▶ _What is asked_
A. Write out the entire discussion of social media platforms word for word.
B. Gather every line in the entries that contains the word "windshield", copying each one unchanged.

▶ _Provided text_
= = = =

This sounds like the original internet.
Before adtech took over.
To me this statement reads as both inaccurate and ignorant of human nature. Social media was actually better when it was about individual ego (Myspace/LiveJournal); as obnoxious as that can be, today everything is worse because of petty tribalism. Most conflicts on social media are inter-tribal, whether it’s racial, political, national, or feuding “stan” culture groups. The worst problems come from groups who organize on platforms like Discord or Kiwi Farms to direct harassment campaigns against perceived enemies (or random “lolcow” victims).
Simple observation of the present world and history will tell you that a platform focused on “collective improvement” will only appeal to a small subset of potential users. Of course such a platform would not be a bad thing. Places like this (such as The WELL) used to be common when the internet was dominated by academics, futurists, and tech enthusiasts. But average people are not interested in this kind of platform, and will not participate in good faith in such an environment.
> But average people are not interested in this kind of platform, and will not participate in good faith in such an environment.
I'm not ignorant of human nature and tribalistic tendencies. The undercurrent of my comment is of an optimistic hope (or cope) that we can move past competitive individual validation programming. I'm aware that it's due to our nature, but also aware that it's exploited by dark patterns and extraction at scale through software.
Since we don’t live in a perfect world, I suppose some regulation of the industry would be fair, just as we mitigate the harms of gambling somewhat through regulation. I just worry about regulation being used as a Trojan horse to stifle political organization and/or open communication about corruption, cronyism, and oppression.
It may be that the future is more small platforms where conflict is limited to in-group conflict rather than global platforms where all of humanity’s disagreements are surfaced and turned into fodder for monetization.

= = = =

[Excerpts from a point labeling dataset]
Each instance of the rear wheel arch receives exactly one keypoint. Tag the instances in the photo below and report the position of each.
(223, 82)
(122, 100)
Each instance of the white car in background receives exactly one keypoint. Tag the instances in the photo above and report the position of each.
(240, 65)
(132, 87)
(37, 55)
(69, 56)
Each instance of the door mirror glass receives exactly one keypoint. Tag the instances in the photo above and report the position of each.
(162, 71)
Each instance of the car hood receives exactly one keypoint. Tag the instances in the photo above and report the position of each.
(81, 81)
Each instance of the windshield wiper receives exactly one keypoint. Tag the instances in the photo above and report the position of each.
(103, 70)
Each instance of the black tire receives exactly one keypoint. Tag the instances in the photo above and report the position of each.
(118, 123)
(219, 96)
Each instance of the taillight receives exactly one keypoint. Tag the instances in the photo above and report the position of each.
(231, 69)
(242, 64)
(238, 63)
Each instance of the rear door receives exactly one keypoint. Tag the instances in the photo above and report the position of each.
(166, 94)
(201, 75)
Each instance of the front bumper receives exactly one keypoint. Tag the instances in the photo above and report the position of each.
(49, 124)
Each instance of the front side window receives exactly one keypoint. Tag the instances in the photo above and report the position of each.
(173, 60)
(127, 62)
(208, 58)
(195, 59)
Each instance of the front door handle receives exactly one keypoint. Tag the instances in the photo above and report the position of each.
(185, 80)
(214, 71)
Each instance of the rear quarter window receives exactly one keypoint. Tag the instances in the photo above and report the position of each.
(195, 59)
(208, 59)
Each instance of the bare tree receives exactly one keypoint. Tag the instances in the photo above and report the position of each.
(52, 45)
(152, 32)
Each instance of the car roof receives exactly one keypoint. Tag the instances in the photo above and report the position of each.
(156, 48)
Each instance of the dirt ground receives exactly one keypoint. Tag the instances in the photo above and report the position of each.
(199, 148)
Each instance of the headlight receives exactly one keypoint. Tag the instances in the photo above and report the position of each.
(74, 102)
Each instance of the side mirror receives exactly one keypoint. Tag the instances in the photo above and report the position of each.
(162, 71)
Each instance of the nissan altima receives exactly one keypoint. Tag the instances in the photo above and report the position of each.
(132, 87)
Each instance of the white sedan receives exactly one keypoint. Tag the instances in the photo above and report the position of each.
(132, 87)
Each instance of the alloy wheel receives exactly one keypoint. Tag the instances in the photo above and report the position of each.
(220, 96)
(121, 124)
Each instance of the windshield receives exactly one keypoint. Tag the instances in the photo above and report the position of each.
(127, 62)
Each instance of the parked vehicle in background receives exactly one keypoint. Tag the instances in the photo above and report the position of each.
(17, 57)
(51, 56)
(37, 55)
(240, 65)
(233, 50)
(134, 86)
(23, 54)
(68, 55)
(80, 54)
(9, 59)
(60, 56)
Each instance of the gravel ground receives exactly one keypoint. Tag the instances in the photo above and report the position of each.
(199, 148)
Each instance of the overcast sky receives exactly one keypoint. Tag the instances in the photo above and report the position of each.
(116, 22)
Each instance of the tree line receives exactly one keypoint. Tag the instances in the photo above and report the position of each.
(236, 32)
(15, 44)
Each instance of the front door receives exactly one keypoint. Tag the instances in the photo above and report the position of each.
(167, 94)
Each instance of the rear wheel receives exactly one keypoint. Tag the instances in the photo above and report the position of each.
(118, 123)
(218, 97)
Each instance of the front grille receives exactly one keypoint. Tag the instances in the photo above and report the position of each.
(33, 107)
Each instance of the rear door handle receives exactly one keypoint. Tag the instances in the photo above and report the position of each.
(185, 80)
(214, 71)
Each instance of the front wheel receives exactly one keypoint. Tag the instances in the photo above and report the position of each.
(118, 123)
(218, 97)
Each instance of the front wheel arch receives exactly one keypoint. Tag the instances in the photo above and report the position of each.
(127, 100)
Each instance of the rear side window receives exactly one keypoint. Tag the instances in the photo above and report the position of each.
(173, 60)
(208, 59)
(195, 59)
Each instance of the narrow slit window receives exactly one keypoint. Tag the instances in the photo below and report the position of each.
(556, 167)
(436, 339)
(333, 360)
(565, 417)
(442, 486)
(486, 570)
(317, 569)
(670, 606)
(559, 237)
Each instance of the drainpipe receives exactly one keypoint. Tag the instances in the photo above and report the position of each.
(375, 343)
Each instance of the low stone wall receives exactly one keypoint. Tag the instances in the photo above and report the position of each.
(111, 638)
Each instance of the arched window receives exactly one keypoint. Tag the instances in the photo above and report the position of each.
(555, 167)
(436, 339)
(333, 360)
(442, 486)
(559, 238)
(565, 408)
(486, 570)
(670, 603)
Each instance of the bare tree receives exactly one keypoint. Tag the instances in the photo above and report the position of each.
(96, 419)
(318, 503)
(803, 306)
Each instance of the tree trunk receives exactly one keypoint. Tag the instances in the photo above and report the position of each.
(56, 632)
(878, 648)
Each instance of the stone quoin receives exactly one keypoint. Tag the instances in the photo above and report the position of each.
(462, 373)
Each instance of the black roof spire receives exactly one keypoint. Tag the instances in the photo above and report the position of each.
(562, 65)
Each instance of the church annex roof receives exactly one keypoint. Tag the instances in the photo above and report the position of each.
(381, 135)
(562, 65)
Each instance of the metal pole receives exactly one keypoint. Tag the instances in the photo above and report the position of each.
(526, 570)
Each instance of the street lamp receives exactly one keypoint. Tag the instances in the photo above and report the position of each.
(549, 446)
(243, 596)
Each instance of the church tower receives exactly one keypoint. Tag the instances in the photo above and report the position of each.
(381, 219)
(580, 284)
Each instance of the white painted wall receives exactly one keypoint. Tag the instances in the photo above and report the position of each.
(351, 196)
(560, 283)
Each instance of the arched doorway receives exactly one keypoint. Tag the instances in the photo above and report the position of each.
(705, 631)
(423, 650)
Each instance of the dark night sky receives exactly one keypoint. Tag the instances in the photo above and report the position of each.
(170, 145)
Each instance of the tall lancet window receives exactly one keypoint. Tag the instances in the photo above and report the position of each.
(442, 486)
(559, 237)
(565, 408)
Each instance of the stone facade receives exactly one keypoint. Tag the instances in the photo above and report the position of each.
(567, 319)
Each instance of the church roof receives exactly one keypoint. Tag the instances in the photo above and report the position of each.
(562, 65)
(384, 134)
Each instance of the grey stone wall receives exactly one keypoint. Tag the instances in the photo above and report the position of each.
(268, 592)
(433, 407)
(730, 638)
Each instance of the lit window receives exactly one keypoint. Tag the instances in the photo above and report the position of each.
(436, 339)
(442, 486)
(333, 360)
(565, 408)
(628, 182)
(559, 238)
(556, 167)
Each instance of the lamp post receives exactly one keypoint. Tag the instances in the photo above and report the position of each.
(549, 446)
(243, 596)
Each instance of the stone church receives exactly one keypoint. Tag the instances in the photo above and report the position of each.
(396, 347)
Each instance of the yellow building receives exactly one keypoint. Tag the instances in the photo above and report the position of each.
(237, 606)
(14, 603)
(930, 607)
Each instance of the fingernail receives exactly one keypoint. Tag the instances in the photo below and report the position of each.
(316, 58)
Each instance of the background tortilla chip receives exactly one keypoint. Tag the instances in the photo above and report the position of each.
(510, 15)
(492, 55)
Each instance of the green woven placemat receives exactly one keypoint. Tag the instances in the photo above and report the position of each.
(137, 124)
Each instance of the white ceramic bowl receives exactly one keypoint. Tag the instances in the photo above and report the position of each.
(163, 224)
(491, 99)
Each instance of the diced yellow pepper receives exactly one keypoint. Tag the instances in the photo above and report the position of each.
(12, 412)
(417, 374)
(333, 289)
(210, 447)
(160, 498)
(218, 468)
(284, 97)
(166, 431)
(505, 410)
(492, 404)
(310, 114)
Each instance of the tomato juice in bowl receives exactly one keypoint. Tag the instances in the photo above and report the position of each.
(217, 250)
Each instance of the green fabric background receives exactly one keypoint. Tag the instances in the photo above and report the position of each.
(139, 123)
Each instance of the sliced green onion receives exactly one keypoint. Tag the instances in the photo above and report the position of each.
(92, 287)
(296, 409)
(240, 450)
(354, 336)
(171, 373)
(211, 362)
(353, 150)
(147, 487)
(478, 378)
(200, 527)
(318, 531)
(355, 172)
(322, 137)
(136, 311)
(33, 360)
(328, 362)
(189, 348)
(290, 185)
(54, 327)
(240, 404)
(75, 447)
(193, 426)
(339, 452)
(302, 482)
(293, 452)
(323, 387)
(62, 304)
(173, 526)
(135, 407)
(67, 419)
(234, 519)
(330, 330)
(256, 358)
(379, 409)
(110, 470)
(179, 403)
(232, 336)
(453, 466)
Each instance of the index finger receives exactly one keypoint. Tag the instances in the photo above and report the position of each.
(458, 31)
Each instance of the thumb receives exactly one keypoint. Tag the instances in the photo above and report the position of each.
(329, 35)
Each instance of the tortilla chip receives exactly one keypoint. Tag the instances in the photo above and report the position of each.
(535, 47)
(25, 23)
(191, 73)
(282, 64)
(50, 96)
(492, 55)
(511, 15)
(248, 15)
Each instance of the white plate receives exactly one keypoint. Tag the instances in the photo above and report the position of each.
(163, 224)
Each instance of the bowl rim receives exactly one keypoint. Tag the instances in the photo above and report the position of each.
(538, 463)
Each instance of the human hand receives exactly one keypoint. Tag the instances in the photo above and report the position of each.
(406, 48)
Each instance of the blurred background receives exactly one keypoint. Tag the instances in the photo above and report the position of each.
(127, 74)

= = = =

▶ _Answers to each task_
A.
This sounds like the original internet.
Before adtech took over.
To me this statement reads as both inaccurate and ignorant of human nature. Social media was actually better when it was about individual ego (Myspace/LiveJournal); as obnoxious as that can be, today everything is worse because of petty tribalism. Most conflicts on social media are inter-tribal, whether it’s racial, political, national, or feuding “stan” culture groups. The worst problems come from groups who organize on platforms like Discord or Kiwi Farms to direct harassment campaigns against perceived enemies (or random “lolcow” victims).
Simple observation of the present world and history will tell you that a platform focused on “collective improvement” will only appeal to a small subset of potential users. Of course such a platform would not be a bad thing. Places like this (such as The WELL) used to be common when the internet was dominated by academics, futurists, and tech enthusiasts. But average people are not interested in this kind of platform, and will not participate in good faith in such an environment.
> But average people are not interested in this kind of platform, and will not participate in good faith in such an environment.
I'm not ignorant of human nature and tribalistic tendencies. The undercurrent of my comment is of an optimistic hope (or cope) that we can move past competitive individual validation programming. I'm aware that it's due to our nature, but also aware that it's exploited by dark patterns and extraction at scale through software.
Since we don’t live in a perfect world, I suppose some regulation of the industry would be fair, just as we mitigate the harms of gambling somewhat through regulation. I just worry about regulation being used as a Trojan horse to stifle political organization and/or open communication about corruption, cronyism, and oppression.
It may be that the future is more small platforms where conflict is limited to in-group conflict rather than global platforms where all of humanity’s disagreements are surfaced and turned into fodder for monetization.

B.
Each instance of the windshield wiper receives exactly one keypoint. Tag the instances in the photo above and report the position of each.
Each instance of the windshield receives exactly one keypoint. Tag the instances in the photo above and report the position of each.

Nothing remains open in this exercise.